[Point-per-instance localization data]

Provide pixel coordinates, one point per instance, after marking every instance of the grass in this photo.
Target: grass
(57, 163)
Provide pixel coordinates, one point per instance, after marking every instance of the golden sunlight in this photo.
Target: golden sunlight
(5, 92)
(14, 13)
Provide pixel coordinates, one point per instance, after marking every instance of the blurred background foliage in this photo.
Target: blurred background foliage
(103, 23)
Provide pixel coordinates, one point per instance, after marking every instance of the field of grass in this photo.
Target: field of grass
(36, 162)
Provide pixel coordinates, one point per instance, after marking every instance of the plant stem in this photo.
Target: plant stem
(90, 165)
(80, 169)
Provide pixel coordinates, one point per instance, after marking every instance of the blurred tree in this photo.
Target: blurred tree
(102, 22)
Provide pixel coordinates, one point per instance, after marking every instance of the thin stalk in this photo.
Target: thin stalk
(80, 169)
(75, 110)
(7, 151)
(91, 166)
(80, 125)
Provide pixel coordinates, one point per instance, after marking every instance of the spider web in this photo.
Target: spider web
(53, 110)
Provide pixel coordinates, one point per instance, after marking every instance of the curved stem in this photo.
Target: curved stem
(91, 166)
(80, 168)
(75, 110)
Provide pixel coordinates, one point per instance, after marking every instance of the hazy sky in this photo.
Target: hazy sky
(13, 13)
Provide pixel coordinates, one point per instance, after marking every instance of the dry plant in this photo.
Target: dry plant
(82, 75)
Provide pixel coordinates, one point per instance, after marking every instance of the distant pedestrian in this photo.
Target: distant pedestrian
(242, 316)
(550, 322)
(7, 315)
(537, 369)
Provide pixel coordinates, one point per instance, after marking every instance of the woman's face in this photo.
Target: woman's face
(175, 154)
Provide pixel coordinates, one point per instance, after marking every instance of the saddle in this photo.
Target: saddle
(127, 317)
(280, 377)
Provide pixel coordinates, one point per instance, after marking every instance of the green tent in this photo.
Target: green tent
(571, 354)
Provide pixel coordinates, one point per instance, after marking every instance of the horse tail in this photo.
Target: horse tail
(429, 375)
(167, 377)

> _ASSIGNED TASK_
For this task, write out exactly the lines of the entries above, starting at the line with "Target: field of grass" and ending at the line with "tail in this photo.", both included, and no others.

> _WORKED SOLUTION_
Target: field of grass
(36, 162)
Provide pixel coordinates, one point per instance, after marking every instance of the plant stem in this photo.
Target: plant stem
(90, 165)
(80, 169)
Provide pixel coordinates, one point per instance, after marking every instance of the blurred tree in this photo.
Target: blurred tree
(102, 22)
Provide pixel coordinates, one point per instance, after marking every instance of the thin stalk in this photo.
Target: thin stalk
(80, 169)
(75, 110)
(7, 151)
(91, 166)
(80, 125)
Provide pixel coordinates, one point per instance, after marking every instance of the spider web in this photo.
Target: spider web
(53, 110)
Provide pixel coordinates, one point per instance, after marking every instance of the curved stem in this photo.
Target: curved stem
(91, 166)
(80, 168)
(75, 110)
Provide pixel coordinates, one point per instance, after marking every instance of the hazy sky in this photo.
Target: hazy sky
(13, 13)
Provide pixel coordinates, one point per instance, after marking every instance of the dry plant in this photo.
Target: dry plant
(82, 75)
Provide pixel coordinates, one point per instance, after marking every instance of the distant pedestrian in this photo.
Target: distant pedestrian
(242, 316)
(550, 322)
(7, 315)
(537, 369)
Provide pixel coordinates, one point per instance, after marking every instance of the woman's face in this photo.
Target: woman's face
(175, 154)
Provide pixel coordinates, one point per instance, after marking every instance of the saddle in this photo.
Target: saddle
(127, 317)
(280, 377)
Provide pixel coordinates, one point per instance, after marking every instance of the green tent in this photo.
Target: green tent
(571, 354)
Provide pixel coordinates, one point per instance, after marking every instance of the horse tail in this photo.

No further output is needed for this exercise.